Problem statement |
Each record below is to be retyped exactly, with its pictures omitted.
═════ Given information
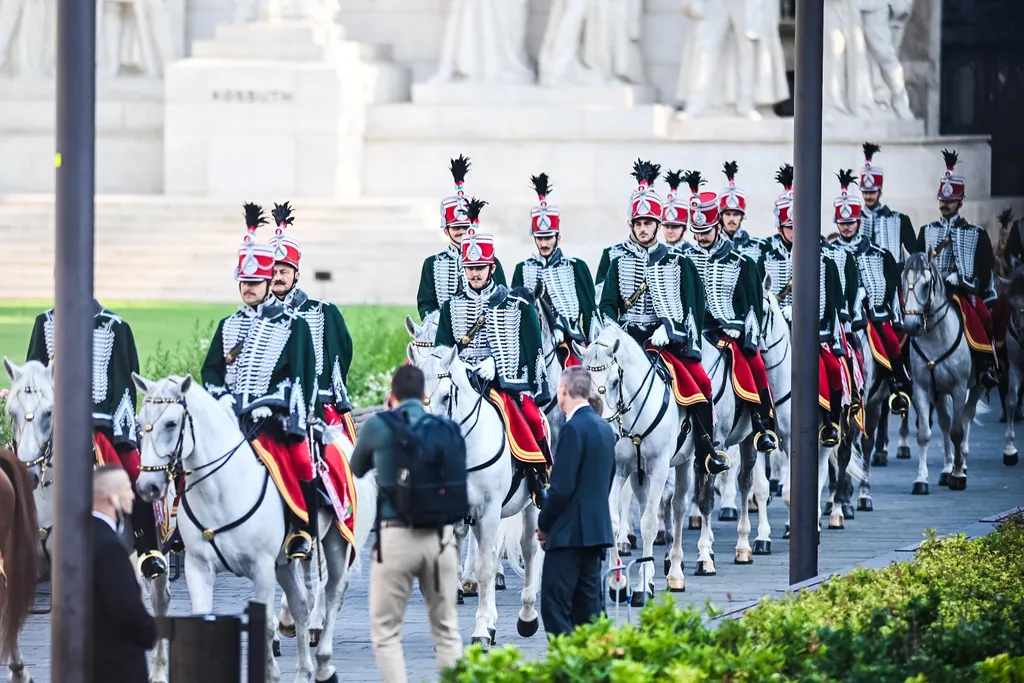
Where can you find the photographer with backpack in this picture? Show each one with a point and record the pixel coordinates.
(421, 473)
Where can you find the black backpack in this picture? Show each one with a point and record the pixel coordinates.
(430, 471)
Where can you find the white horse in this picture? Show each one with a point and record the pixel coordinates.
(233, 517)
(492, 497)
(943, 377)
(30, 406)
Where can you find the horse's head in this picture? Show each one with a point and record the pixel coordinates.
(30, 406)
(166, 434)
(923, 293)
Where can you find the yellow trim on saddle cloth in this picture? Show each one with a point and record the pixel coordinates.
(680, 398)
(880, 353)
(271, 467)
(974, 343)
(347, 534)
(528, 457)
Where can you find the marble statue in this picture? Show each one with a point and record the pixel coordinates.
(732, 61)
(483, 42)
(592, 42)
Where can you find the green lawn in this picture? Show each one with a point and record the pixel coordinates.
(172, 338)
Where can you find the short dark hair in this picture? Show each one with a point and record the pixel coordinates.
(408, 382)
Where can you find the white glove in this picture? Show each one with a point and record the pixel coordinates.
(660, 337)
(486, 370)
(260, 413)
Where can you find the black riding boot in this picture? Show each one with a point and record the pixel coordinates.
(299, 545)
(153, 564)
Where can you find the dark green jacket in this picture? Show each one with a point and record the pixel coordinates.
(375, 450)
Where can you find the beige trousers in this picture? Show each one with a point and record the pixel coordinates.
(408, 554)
══════════
Reply |
Where can you find the photographer with backpack in this picture? Show each one with a point and record the pixel coordinates.
(421, 473)
Where can you find the black backpack in this picture? Show each one with a point and record the pixel coordinates.
(430, 471)
Where can you find the white horse in this picture? Show each one with a point and record the pixel coordinates.
(233, 517)
(492, 497)
(943, 377)
(30, 406)
Where can you find the horse's head in this picture? Show each one with a point and record the pixel coordinates.
(30, 406)
(166, 434)
(923, 293)
Where can you find the yellow trim on saddle cloth in this picture? Show each one with a point and record the pixel coordinates.
(680, 398)
(880, 353)
(271, 467)
(974, 343)
(347, 534)
(528, 457)
Where can you find the marble statue in this picture? Show each one with a point and record the pixel coordinates.
(732, 61)
(483, 42)
(592, 42)
Where can you find the green lawn in this picture? Show each one with a point and record the pixel coordinates.
(172, 338)
Where can you find the short dark hair in this picture? Show each one with a point and record the pixel coordinates.
(408, 382)
Where can you find the white glove in this picture? Show each one with a point and record the pixel coordinates.
(660, 337)
(486, 370)
(260, 413)
Where can you find the black riding boot in this picture? Show each one with a point and record the pixel coordinates.
(299, 545)
(153, 564)
Where can you find the dark green jacket in this picture? Show each one with a point and record the pixel coordinates.
(375, 450)
Where can you find the beige trousers in this picture? Show each one with a point and record the pixel coordinates.
(408, 554)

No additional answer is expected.